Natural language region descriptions
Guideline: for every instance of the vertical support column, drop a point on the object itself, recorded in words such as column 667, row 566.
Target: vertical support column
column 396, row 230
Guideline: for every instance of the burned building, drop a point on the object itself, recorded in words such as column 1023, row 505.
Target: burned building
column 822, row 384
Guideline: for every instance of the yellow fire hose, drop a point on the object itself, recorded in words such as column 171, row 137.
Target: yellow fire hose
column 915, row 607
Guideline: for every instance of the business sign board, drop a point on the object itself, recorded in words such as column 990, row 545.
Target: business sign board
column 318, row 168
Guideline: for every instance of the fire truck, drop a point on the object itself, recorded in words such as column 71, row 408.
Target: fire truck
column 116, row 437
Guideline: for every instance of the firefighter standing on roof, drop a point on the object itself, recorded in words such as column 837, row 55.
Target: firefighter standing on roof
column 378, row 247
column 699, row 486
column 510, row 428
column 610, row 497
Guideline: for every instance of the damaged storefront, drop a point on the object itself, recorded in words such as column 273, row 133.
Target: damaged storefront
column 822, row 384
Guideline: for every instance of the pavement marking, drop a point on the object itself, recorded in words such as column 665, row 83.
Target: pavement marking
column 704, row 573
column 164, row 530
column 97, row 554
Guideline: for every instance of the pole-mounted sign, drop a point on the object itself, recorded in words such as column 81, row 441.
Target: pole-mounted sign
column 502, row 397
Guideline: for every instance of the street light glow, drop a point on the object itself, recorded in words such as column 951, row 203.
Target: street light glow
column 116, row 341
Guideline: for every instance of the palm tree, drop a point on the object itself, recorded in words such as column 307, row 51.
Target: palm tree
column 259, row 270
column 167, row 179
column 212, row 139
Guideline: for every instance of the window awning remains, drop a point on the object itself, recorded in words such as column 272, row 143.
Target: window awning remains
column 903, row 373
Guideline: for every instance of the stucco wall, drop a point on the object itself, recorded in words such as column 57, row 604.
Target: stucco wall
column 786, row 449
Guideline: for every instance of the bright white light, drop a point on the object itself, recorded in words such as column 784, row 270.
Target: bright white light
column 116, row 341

▸ **What is being asked**
Repeat exactly, and only, the lines from the one containing "Guideline: for every instance of the stucco" through the last line above.

▸ **Written solution**
Guideline: for every instance of the stucco wall, drop a point on the object itself, recorded in words such as column 57, row 604.
Target: stucco wall
column 786, row 449
Guideline: for every instance of the bright white light, drop a point on the object itself, recorded in words such as column 784, row 270.
Target: bright white light
column 116, row 341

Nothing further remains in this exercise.